Reproduce the listing word for word. Skip any image.
──────── Entries shown ────────
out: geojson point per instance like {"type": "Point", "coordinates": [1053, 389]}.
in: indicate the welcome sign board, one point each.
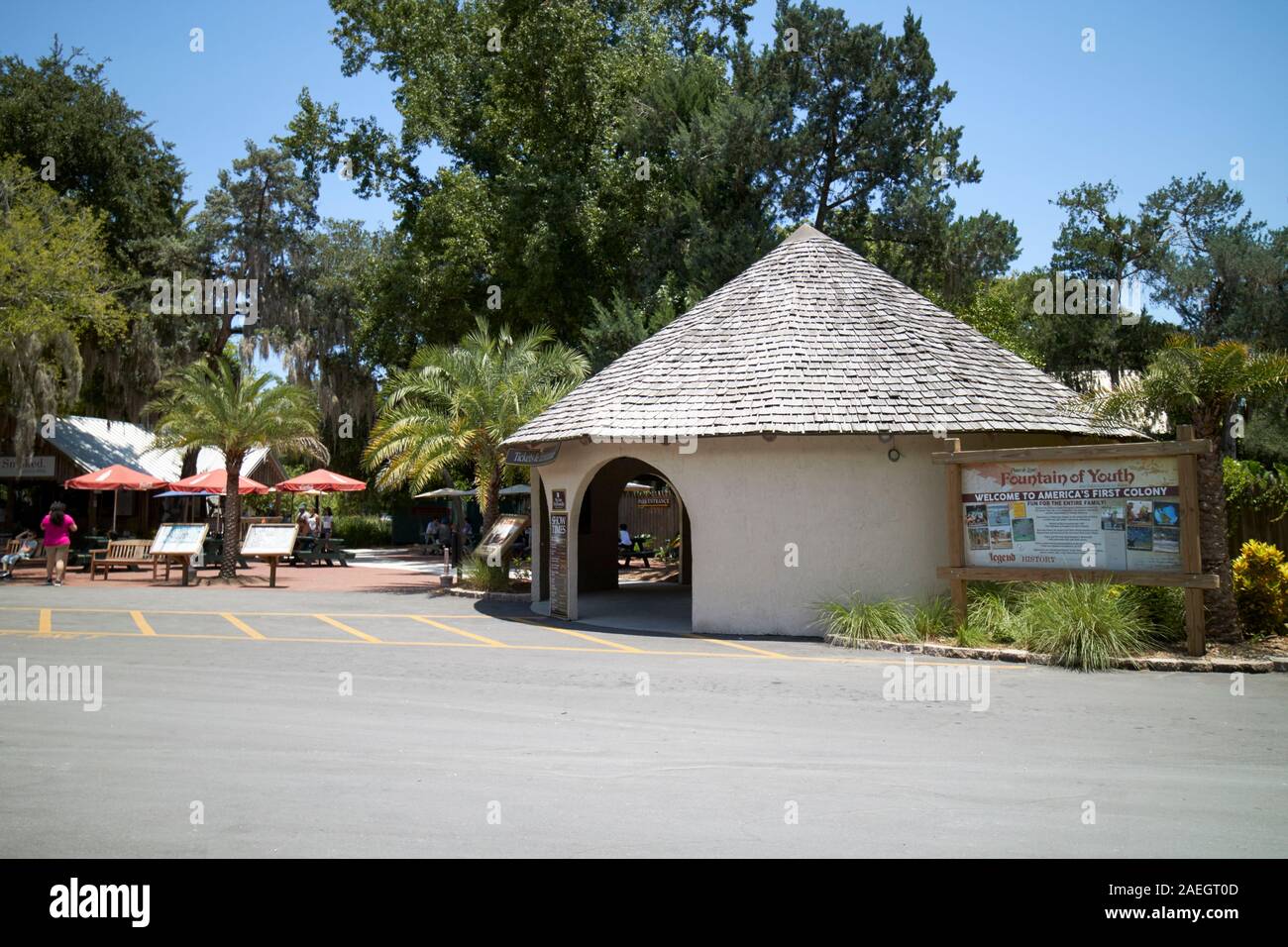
{"type": "Point", "coordinates": [1125, 512]}
{"type": "Point", "coordinates": [1125, 515]}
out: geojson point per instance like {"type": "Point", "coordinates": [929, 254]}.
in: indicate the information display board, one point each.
{"type": "Point", "coordinates": [269, 539]}
{"type": "Point", "coordinates": [179, 539]}
{"type": "Point", "coordinates": [1073, 514]}
{"type": "Point", "coordinates": [559, 565]}
{"type": "Point", "coordinates": [505, 530]}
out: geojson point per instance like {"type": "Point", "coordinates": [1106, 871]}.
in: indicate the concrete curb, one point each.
{"type": "Point", "coordinates": [1219, 665]}
{"type": "Point", "coordinates": [487, 595]}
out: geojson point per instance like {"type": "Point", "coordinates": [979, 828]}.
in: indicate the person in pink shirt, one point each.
{"type": "Point", "coordinates": [58, 541]}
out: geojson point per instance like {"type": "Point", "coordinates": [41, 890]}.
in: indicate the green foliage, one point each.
{"type": "Point", "coordinates": [1252, 486]}
{"type": "Point", "coordinates": [213, 403]}
{"type": "Point", "coordinates": [857, 620]}
{"type": "Point", "coordinates": [1160, 605]}
{"type": "Point", "coordinates": [992, 615]}
{"type": "Point", "coordinates": [1219, 268]}
{"type": "Point", "coordinates": [455, 405]}
{"type": "Point", "coordinates": [55, 287]}
{"type": "Point", "coordinates": [1082, 625]}
{"type": "Point", "coordinates": [619, 326]}
{"type": "Point", "coordinates": [364, 530]}
{"type": "Point", "coordinates": [476, 574]}
{"type": "Point", "coordinates": [1261, 587]}
{"type": "Point", "coordinates": [932, 617]}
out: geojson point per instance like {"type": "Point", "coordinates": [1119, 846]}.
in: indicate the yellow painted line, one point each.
{"type": "Point", "coordinates": [585, 637]}
{"type": "Point", "coordinates": [763, 652]}
{"type": "Point", "coordinates": [489, 642]}
{"type": "Point", "coordinates": [353, 631]}
{"type": "Point", "coordinates": [29, 633]}
{"type": "Point", "coordinates": [239, 624]}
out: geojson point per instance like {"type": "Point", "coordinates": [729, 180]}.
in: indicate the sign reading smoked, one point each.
{"type": "Point", "coordinates": [531, 457]}
{"type": "Point", "coordinates": [1125, 515]}
{"type": "Point", "coordinates": [559, 565]}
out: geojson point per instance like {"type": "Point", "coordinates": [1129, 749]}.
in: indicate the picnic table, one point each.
{"type": "Point", "coordinates": [309, 552]}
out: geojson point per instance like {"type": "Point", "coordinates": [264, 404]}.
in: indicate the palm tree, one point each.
{"type": "Point", "coordinates": [214, 405]}
{"type": "Point", "coordinates": [455, 405]}
{"type": "Point", "coordinates": [1198, 384]}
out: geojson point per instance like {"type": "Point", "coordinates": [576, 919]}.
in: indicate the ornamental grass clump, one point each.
{"type": "Point", "coordinates": [857, 620]}
{"type": "Point", "coordinates": [1082, 625]}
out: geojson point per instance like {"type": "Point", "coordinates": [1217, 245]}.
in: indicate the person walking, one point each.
{"type": "Point", "coordinates": [58, 527]}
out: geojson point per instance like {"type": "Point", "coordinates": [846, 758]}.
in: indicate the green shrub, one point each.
{"type": "Point", "coordinates": [1162, 607]}
{"type": "Point", "coordinates": [932, 617]}
{"type": "Point", "coordinates": [855, 620]}
{"type": "Point", "coordinates": [1082, 624]}
{"type": "Point", "coordinates": [360, 531]}
{"type": "Point", "coordinates": [991, 616]}
{"type": "Point", "coordinates": [1261, 587]}
{"type": "Point", "coordinates": [476, 574]}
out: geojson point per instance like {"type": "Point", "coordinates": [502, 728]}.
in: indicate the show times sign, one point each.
{"type": "Point", "coordinates": [1116, 515]}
────────
**Response area:**
out: geojson point per instance like {"type": "Point", "coordinates": [1053, 389]}.
in: indicate the welcome sign board, one point each.
{"type": "Point", "coordinates": [1125, 512]}
{"type": "Point", "coordinates": [1125, 515]}
out: geojson point per instance like {"type": "Point", "coordinates": [929, 254]}.
in: indicate the information display board, one point each.
{"type": "Point", "coordinates": [269, 539]}
{"type": "Point", "coordinates": [179, 539]}
{"type": "Point", "coordinates": [1073, 514]}
{"type": "Point", "coordinates": [559, 565]}
{"type": "Point", "coordinates": [505, 530]}
out: geojson point per instance like {"type": "Point", "coordinates": [1106, 871]}.
in: indicate the concrete curb, one point each.
{"type": "Point", "coordinates": [1219, 665]}
{"type": "Point", "coordinates": [487, 595]}
out: geojson point per instance like {"type": "Point", "coordinates": [979, 828]}.
in: indicate the person in pink shirt, one point each.
{"type": "Point", "coordinates": [58, 541]}
out: geojson point per instance like {"type": "Point", "coordinates": [41, 890]}.
in: indicate the green foliage, one point each.
{"type": "Point", "coordinates": [1252, 486]}
{"type": "Point", "coordinates": [213, 403]}
{"type": "Point", "coordinates": [857, 620]}
{"type": "Point", "coordinates": [1160, 605]}
{"type": "Point", "coordinates": [992, 615]}
{"type": "Point", "coordinates": [1219, 268]}
{"type": "Point", "coordinates": [455, 405]}
{"type": "Point", "coordinates": [55, 287]}
{"type": "Point", "coordinates": [1082, 625]}
{"type": "Point", "coordinates": [619, 326]}
{"type": "Point", "coordinates": [364, 530]}
{"type": "Point", "coordinates": [476, 574]}
{"type": "Point", "coordinates": [1261, 587]}
{"type": "Point", "coordinates": [932, 617]}
out: geojson point per instance like {"type": "Point", "coordinates": [1119, 846]}.
in: indicate the yellow painted line, one point each.
{"type": "Point", "coordinates": [585, 637]}
{"type": "Point", "coordinates": [763, 652]}
{"type": "Point", "coordinates": [489, 642]}
{"type": "Point", "coordinates": [353, 631]}
{"type": "Point", "coordinates": [29, 633]}
{"type": "Point", "coordinates": [239, 624]}
out: geojson point per instance like {"type": "Point", "coordinates": [729, 180]}.
in: indicate the sign reading smoked, one point each.
{"type": "Point", "coordinates": [531, 457]}
{"type": "Point", "coordinates": [1125, 515]}
{"type": "Point", "coordinates": [559, 565]}
out: geojson point per instance like {"type": "Point", "coordinates": [1129, 749]}.
in: indicate the picnic table, one point each.
{"type": "Point", "coordinates": [309, 552]}
out: geojson point per instance like {"type": "Point", "coordinates": [264, 404]}.
in: indicate the palm tree, one point each.
{"type": "Point", "coordinates": [214, 405]}
{"type": "Point", "coordinates": [455, 405]}
{"type": "Point", "coordinates": [1198, 384]}
out: geojson point per instance like {"type": "Point", "coordinates": [576, 919]}.
in: indicate the ornamental grass clump, one point each.
{"type": "Point", "coordinates": [857, 620]}
{"type": "Point", "coordinates": [1082, 625]}
out: geojson point per instance like {"type": "Point", "coordinates": [1217, 245]}.
in: indicate the person walking, one point each.
{"type": "Point", "coordinates": [58, 527]}
out: geojson point per instance like {"type": "Point", "coordinates": [846, 758]}.
in: indicate the green shrub, one point each.
{"type": "Point", "coordinates": [1162, 607]}
{"type": "Point", "coordinates": [932, 617]}
{"type": "Point", "coordinates": [855, 620]}
{"type": "Point", "coordinates": [1082, 624]}
{"type": "Point", "coordinates": [360, 531]}
{"type": "Point", "coordinates": [991, 616]}
{"type": "Point", "coordinates": [1261, 587]}
{"type": "Point", "coordinates": [476, 574]}
out: geojson point per instance like {"type": "Point", "coordinates": [502, 728]}.
in: indicate the show times sign, one point each.
{"type": "Point", "coordinates": [1116, 515]}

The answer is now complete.